Passage for review:
-*-
Morning All
i have managed some sleep with the help of 2 st - my brain has been in overdrive - a usual pattern and I am feeling like i have been kicked in the stomach again whilst already being on the floor -
PLEASE LADIES & MEN DO NOT STOP POSTING ON HERE BECAUSE OF MY SITUATION.
i will continue to post on here because to me MUMSNET is group therapy - the sharing of problems whatever they are and realising that you are not the only one going through your situation helps with the healing. It lessens the extent of the circumstances and somehow helps you detach and realise that a lot of what you are being subjected to is not personal - that the other parties involved have some serious issues.
There is nothing on here that I would not have said in a "reallife" group therapy situation - they encourage you to express all your feelings and explore where they come from - that is what we are doing with each other. The fact that this is a public site and we know that our threads can be read doesn't stop us baring all- its shows how desperately we are all trying to cope with a horrendous situation - someone said that what we are dealing with is worse than grief of losing a loved one and I totally second that after losing my mum - that was a walk in the park compared to this. The people who are usually reading these threads are those that are seeking support themselves- not people looking for ammunition to be used against you.
It would be a very sad day if people felt they could not come on Mumsnet for support for fear of it being used against them and reported to the police.
The irony of the situation for me is that most of what I have posted on here has been communicated to my DH in one form or another. He is using the number of emails I send him as part of the harrassment - these emails are not only about financials but about the difficulties my DS is going through - i think I have mentioned this - despite everything I am still trying to get DH to realise that his behaviour is destructive to the kids izzie you will get this - so that he can have a better relationship with them. He is their Dad he will always be their dad but whether they will like him or respect him is completely different- I didn't want this for my kids but if there is no acknowledgment of his treatment to me I can't let them believe that this is right. I am then leaving them open to experience the same difficulties in their own lives and to me that would be some form of parental neglect. He says he never reads the emails I send him because there are too many yet reads my posts on here!
I believe my situation is being strongly influenced by the OW - her behaviour destroyed her own family unit and I know that she was involved in writing the letter my DH sent me back in Feb last year telling me the relationship was over - it was such a crock of shit - my words to him - that I knew he hadn't written it and this was before I was even told of the OW - but ladies our gut instincts are so often right - it is the body telling us they sense fear!
-*-
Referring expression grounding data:
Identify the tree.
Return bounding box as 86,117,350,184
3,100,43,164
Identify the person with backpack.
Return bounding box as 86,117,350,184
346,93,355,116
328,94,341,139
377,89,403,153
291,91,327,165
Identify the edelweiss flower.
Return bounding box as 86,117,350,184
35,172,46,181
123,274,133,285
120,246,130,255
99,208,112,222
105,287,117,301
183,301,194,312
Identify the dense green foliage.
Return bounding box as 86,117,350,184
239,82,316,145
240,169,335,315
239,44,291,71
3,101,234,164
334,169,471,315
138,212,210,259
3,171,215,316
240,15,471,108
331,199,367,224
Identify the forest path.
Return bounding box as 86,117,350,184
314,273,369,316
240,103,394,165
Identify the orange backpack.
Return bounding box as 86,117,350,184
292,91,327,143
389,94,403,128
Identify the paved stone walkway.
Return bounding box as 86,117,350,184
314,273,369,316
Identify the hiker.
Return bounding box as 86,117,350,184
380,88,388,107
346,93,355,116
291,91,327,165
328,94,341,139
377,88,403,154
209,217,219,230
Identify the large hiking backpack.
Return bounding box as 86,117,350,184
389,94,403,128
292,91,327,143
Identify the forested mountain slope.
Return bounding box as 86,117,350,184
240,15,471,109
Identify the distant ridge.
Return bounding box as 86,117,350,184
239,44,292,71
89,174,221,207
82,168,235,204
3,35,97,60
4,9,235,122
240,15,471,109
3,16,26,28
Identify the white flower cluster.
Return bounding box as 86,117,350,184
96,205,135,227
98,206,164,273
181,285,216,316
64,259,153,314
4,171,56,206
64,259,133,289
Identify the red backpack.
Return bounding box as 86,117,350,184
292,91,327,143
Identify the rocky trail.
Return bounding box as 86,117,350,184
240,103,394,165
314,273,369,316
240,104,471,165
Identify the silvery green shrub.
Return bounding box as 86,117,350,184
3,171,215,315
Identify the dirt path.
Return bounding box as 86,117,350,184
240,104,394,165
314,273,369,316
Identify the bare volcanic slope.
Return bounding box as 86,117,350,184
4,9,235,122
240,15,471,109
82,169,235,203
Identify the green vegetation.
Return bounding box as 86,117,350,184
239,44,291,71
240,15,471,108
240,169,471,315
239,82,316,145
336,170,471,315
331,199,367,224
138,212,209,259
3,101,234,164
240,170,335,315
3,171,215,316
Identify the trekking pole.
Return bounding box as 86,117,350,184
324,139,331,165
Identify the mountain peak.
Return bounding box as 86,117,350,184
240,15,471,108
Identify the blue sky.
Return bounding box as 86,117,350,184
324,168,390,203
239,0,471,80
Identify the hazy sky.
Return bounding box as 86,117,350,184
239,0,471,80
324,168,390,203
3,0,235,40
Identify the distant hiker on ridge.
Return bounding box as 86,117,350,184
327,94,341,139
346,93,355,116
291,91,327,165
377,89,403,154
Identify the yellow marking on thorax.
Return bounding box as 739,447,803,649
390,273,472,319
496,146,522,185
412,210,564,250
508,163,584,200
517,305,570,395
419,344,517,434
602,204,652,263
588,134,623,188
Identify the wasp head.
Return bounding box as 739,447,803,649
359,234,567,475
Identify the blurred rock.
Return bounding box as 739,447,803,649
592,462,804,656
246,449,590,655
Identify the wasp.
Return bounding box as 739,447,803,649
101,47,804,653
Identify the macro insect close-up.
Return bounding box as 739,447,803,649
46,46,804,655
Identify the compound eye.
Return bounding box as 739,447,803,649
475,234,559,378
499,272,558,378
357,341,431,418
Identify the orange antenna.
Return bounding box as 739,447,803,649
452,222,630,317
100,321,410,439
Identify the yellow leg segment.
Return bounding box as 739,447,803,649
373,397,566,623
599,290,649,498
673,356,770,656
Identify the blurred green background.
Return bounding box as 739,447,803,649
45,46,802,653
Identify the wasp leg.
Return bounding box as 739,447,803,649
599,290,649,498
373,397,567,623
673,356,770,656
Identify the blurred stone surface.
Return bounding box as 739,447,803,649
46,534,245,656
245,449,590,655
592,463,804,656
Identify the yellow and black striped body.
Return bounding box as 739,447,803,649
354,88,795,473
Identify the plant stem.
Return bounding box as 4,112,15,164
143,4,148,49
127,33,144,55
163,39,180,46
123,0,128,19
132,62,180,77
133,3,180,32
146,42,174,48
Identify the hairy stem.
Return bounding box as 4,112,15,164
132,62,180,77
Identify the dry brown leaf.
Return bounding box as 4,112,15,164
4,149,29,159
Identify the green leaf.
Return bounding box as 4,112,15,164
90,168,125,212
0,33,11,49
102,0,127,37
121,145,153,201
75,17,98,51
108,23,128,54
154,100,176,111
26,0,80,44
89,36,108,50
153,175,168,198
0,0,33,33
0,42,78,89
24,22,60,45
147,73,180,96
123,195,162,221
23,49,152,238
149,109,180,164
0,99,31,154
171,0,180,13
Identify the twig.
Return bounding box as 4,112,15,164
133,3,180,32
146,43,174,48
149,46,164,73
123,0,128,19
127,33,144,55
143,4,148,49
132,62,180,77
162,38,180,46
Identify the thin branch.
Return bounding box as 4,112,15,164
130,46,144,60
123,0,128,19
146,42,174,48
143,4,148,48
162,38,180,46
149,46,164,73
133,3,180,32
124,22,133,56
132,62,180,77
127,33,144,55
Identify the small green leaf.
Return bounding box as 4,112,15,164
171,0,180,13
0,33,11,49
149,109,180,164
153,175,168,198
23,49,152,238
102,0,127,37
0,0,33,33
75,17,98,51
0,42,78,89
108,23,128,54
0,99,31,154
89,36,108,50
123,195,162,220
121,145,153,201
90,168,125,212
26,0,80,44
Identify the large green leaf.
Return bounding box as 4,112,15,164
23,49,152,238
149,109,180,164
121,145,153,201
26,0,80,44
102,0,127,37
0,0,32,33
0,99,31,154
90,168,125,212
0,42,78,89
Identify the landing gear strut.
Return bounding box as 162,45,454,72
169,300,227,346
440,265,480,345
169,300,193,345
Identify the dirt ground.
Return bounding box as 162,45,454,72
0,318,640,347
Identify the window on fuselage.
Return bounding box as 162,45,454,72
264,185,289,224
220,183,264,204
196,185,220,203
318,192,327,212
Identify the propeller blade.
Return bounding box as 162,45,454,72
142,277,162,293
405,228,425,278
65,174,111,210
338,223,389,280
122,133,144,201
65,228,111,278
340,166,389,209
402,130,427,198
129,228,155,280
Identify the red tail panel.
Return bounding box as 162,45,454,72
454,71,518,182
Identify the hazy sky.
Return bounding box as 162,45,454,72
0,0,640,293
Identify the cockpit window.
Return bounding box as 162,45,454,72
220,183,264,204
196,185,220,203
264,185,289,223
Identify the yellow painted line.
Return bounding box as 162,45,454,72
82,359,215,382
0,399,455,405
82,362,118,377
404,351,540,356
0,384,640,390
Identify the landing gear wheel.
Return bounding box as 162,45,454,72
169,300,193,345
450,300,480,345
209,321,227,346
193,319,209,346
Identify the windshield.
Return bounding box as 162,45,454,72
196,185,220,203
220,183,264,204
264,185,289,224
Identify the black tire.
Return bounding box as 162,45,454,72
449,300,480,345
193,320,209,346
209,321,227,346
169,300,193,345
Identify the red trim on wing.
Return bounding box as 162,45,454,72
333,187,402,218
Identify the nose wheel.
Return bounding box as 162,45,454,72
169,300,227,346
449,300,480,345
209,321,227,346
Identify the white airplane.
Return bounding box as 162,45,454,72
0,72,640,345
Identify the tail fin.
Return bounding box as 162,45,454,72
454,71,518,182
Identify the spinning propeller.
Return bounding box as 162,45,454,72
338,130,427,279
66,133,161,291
-*-
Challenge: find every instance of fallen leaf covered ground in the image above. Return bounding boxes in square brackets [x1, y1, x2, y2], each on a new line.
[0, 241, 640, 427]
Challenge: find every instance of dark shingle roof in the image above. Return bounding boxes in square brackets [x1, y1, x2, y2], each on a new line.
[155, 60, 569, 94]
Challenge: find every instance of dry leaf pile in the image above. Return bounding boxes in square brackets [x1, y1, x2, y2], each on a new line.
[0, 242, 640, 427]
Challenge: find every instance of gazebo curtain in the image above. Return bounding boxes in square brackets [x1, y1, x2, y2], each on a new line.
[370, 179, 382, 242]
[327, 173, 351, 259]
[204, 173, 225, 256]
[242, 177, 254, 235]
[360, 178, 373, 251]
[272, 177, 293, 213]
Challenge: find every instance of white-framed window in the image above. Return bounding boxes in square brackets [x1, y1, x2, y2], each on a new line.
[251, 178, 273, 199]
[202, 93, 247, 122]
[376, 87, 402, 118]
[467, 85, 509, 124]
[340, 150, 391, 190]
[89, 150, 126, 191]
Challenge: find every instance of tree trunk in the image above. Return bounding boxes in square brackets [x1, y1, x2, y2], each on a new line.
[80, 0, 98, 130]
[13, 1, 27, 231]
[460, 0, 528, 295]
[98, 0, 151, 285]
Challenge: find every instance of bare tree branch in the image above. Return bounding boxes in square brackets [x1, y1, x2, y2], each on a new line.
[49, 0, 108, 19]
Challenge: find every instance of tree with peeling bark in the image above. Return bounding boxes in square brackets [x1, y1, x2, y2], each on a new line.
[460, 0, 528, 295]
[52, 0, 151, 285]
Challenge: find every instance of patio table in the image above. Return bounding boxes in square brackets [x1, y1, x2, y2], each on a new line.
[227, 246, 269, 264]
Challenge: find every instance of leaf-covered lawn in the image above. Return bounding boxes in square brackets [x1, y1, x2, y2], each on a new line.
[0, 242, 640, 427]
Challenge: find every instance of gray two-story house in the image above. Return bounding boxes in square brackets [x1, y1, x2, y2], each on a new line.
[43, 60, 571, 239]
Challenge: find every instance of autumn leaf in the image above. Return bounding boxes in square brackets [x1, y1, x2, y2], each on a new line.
-*-
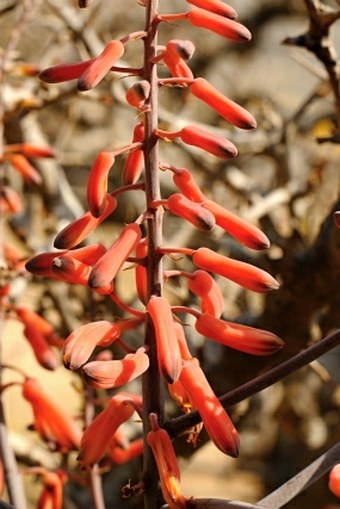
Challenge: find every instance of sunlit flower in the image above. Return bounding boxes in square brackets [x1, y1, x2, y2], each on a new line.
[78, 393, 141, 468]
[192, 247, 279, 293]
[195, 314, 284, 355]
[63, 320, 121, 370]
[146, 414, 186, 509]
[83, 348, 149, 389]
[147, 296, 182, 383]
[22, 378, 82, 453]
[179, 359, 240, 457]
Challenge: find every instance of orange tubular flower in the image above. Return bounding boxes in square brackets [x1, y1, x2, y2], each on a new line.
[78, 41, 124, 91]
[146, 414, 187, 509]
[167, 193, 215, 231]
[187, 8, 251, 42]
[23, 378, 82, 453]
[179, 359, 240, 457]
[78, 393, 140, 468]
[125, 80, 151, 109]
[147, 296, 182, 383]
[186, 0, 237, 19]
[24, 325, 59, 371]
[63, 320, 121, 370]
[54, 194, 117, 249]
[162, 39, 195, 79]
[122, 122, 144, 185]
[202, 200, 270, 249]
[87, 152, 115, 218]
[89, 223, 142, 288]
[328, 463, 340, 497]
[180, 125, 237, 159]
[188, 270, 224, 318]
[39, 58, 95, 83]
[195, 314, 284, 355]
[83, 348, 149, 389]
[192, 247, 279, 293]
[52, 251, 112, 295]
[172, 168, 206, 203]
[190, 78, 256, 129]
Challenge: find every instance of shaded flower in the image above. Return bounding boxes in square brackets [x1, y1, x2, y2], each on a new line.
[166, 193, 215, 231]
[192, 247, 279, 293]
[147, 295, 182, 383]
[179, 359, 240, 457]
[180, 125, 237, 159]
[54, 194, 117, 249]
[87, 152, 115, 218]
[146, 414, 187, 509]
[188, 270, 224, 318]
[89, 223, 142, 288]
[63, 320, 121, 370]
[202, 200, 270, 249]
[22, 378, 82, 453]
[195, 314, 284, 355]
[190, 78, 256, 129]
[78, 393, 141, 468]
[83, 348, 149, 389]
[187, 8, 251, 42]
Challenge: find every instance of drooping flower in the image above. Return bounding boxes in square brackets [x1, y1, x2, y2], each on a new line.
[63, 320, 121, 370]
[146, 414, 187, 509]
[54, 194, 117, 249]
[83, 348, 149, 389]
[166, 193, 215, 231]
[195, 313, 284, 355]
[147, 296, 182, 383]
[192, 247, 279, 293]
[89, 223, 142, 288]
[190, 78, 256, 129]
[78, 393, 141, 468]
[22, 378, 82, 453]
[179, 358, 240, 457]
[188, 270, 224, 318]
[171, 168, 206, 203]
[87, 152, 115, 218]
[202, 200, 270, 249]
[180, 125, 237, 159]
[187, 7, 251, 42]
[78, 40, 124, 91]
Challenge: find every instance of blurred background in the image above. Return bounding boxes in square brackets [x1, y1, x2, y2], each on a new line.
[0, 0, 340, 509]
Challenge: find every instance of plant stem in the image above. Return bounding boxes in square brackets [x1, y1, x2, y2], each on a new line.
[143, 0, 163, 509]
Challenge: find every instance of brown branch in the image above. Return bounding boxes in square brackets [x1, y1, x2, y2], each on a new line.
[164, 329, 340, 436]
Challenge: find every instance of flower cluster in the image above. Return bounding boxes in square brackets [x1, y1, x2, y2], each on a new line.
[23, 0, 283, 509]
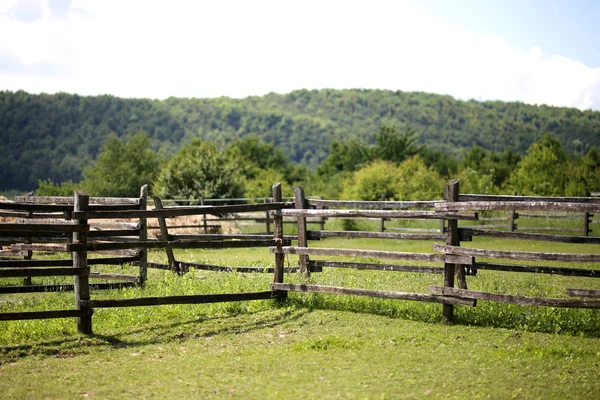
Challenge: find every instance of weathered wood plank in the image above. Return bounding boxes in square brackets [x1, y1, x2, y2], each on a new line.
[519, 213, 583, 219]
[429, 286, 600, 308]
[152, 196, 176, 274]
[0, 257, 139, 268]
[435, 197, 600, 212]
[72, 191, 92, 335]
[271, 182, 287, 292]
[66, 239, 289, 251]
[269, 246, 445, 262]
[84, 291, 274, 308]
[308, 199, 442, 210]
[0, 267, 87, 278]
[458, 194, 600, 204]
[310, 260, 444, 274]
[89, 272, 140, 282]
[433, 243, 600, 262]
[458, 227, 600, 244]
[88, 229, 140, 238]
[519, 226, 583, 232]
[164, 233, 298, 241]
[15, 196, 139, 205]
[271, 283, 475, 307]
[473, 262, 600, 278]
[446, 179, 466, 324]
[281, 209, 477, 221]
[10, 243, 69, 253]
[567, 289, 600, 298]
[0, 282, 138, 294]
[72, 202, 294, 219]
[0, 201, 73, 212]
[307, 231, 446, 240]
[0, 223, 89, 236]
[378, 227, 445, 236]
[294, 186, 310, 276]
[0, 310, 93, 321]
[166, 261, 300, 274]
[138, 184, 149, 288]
-*-
Task item A:
According to the forum post, why will the writer keep posting on Mumsnet? Answer in one to three sentences.
Task item B:
From the forum post, extract the passage between "It would be" and "to the police.", inclusive.

Answer box A:
The writer sees Mumsnet as group therapy. Sharing problems and realizing that you are not the only one going through your situation helps with healing. It also lessens the extent of the circumstances and helps you detach and see that much of what you face is not personal.

Answer box B:
It would be a very sad day if people felt they could not come on Mumsnet for support for fear of it being used against them and reported to the police.